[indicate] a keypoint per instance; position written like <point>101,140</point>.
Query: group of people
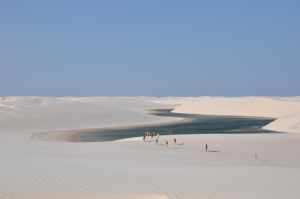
<point>150,136</point>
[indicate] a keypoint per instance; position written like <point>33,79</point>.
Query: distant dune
<point>285,109</point>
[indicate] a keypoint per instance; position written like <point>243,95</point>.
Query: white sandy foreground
<point>33,169</point>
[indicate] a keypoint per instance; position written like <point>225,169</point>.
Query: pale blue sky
<point>119,47</point>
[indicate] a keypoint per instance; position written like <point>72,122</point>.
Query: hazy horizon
<point>154,48</point>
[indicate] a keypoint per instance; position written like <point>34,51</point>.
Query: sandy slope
<point>33,169</point>
<point>285,109</point>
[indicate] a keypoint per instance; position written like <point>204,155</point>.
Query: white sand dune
<point>286,110</point>
<point>34,169</point>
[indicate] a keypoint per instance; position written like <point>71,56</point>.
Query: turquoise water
<point>193,124</point>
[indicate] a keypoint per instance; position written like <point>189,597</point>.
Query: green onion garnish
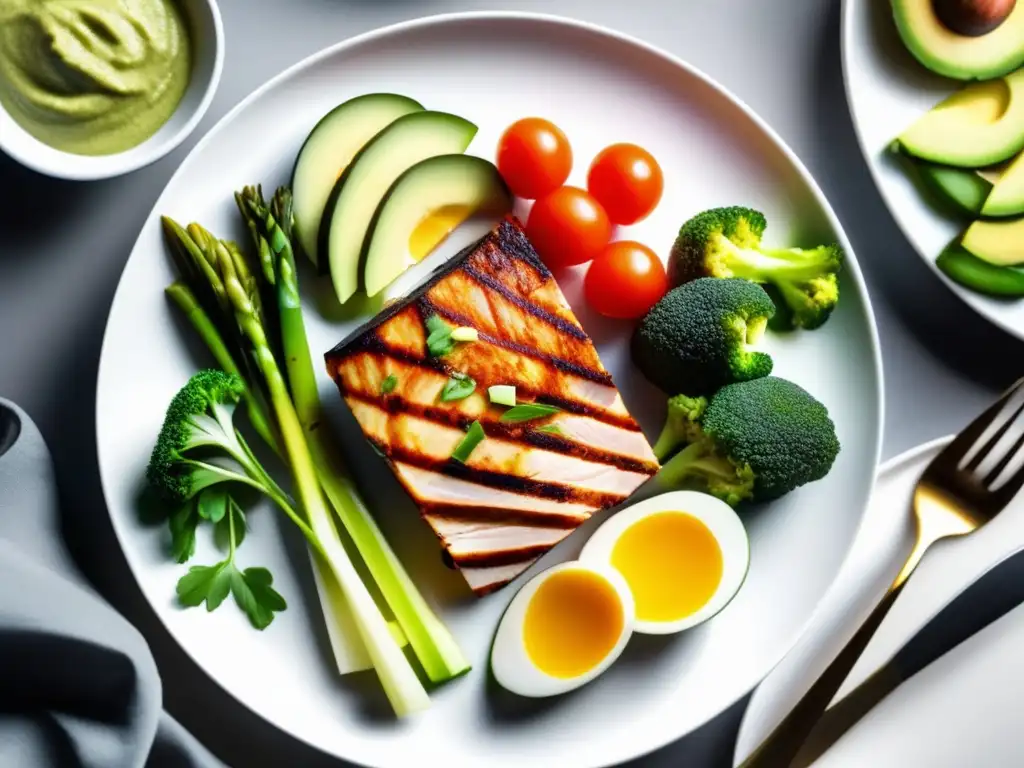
<point>465,333</point>
<point>473,438</point>
<point>502,394</point>
<point>528,412</point>
<point>458,387</point>
<point>439,340</point>
<point>551,429</point>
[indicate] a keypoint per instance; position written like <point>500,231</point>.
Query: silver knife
<point>995,593</point>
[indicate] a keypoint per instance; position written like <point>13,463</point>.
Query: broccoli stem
<point>667,441</point>
<point>433,644</point>
<point>182,296</point>
<point>768,266</point>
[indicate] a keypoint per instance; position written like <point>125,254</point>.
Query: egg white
<point>722,521</point>
<point>510,662</point>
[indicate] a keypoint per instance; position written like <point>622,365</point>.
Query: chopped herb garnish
<point>458,387</point>
<point>502,394</point>
<point>551,429</point>
<point>528,412</point>
<point>473,438</point>
<point>465,333</point>
<point>439,341</point>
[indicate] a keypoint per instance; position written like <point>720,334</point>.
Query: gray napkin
<point>78,684</point>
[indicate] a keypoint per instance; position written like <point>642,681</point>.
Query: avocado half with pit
<point>422,208</point>
<point>961,56</point>
<point>998,243</point>
<point>980,125</point>
<point>359,190</point>
<point>329,148</point>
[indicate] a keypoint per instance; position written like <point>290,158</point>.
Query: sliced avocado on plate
<point>1007,198</point>
<point>422,208</point>
<point>980,125</point>
<point>970,271</point>
<point>999,242</point>
<point>328,151</point>
<point>962,189</point>
<point>964,57</point>
<point>356,196</point>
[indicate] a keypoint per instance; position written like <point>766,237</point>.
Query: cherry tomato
<point>627,180</point>
<point>625,281</point>
<point>534,157</point>
<point>567,227</point>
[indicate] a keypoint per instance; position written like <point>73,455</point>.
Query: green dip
<point>92,77</point>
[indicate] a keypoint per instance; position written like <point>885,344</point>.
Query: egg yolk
<point>572,622</point>
<point>434,227</point>
<point>672,562</point>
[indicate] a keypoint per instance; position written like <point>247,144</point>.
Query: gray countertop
<point>64,246</point>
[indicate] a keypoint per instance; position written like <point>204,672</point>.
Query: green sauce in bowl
<point>92,77</point>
-*-*-
#### Work required:
Could you copy out the material word for word, from the line with "written like <point>243,95</point>." up to and including the line with "<point>193,124</point>"?

#### Worked answer:
[indicate] a keypoint per instance; position written like <point>243,95</point>.
Query: white sandy foreground
<point>33,169</point>
[indicate] a keypoint per instance; position written like <point>225,169</point>.
Query: pale blue sky
<point>119,47</point>
[indicate] a keypoint per instance; position written like <point>72,122</point>.
Query: hazy horizon
<point>154,48</point>
[indicate] a keypoint per instance; position written like <point>34,51</point>.
Query: sandy slope
<point>33,169</point>
<point>285,109</point>
[indicate] a keypoint per instance; position written like <point>204,155</point>.
Query: white sand dune
<point>286,110</point>
<point>34,169</point>
[indicate] a keypoint per instance; position written like <point>71,56</point>.
Query: turquoise water
<point>193,124</point>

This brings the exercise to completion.